Dataset entries
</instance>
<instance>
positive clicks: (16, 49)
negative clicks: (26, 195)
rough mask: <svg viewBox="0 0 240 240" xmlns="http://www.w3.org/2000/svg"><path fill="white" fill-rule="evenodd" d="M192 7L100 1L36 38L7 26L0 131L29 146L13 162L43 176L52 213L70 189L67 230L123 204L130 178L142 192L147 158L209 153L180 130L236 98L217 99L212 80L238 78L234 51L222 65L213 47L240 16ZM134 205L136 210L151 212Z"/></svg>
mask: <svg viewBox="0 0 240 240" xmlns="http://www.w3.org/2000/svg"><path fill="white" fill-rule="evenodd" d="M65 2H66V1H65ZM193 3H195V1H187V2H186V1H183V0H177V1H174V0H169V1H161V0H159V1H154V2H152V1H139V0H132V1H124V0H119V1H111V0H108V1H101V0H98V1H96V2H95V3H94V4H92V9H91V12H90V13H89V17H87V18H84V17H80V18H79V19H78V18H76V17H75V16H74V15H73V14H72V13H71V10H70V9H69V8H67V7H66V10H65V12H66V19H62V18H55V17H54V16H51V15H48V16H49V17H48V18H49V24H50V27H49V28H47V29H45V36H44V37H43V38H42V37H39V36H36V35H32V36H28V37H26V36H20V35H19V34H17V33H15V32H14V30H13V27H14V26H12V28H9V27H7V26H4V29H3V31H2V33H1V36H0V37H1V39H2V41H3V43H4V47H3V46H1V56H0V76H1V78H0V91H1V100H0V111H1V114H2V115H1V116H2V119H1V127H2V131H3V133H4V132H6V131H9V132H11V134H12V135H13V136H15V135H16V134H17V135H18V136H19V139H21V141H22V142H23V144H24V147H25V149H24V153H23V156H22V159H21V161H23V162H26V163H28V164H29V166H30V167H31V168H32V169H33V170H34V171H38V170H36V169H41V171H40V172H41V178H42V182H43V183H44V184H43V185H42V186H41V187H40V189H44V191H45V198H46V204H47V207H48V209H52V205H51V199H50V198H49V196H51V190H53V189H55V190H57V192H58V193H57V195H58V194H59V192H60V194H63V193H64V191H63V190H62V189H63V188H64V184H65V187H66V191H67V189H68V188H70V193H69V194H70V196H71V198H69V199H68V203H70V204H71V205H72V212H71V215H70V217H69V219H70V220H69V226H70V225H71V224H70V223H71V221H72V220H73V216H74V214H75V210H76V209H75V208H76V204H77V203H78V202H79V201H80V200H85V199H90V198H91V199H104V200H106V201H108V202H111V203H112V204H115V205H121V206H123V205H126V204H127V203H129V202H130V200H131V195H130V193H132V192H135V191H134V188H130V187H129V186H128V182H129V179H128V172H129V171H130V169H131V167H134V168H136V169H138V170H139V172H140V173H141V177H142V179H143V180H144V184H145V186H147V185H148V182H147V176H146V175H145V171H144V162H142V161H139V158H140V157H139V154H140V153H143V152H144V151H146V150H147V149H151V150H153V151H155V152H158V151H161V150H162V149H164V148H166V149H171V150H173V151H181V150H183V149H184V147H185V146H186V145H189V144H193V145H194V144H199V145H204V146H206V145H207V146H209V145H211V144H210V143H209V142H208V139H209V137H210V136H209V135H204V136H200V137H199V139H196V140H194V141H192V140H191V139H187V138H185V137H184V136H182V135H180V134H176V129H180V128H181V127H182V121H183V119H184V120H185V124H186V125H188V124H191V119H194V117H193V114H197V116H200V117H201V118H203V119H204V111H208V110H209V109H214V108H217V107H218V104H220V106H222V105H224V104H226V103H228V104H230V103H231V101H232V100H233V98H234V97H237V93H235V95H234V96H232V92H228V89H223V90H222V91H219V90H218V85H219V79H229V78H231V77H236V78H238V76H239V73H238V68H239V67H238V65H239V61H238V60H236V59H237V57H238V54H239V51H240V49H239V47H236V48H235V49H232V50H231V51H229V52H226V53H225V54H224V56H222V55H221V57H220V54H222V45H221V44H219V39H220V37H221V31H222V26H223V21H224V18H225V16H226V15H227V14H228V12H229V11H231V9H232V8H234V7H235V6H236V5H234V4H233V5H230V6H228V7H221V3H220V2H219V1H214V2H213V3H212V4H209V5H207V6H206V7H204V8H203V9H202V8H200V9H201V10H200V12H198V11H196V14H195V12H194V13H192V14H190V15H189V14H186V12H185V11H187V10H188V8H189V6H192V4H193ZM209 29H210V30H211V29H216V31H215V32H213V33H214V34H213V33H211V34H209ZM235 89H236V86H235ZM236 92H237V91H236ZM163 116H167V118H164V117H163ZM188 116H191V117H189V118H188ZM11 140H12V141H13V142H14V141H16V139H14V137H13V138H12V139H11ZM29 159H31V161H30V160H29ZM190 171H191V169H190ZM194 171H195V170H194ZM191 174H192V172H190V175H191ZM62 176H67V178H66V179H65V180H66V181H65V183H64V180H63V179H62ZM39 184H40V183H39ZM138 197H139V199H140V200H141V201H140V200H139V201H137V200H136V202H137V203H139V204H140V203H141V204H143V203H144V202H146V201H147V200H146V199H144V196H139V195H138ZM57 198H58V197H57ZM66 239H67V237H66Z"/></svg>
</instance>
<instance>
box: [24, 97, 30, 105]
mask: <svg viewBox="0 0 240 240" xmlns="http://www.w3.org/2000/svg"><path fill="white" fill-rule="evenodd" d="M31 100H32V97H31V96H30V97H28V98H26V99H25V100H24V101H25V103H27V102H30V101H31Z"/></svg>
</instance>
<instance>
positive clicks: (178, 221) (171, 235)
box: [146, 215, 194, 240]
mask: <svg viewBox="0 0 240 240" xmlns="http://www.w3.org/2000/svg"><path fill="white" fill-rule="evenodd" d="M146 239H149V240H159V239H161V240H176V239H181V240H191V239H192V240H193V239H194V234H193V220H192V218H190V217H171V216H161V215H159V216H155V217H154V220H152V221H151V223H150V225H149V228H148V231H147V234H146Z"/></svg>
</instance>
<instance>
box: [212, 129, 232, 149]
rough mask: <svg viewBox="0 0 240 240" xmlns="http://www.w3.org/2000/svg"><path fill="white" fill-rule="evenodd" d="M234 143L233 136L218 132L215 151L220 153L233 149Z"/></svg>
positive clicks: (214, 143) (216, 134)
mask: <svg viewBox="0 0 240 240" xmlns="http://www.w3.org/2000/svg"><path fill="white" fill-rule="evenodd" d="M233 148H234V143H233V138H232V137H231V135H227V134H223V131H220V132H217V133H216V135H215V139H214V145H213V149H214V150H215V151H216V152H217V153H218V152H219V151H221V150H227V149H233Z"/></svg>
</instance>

* EXERCISE DIRECTIONS *
The answer should consist of the lines from the first line of the entries through the line with "negative clicks: (26, 195)", copied exactly.

* RESPONSE BELOW *
</instance>
<instance>
positive clicks: (16, 49)
negative clicks: (26, 195)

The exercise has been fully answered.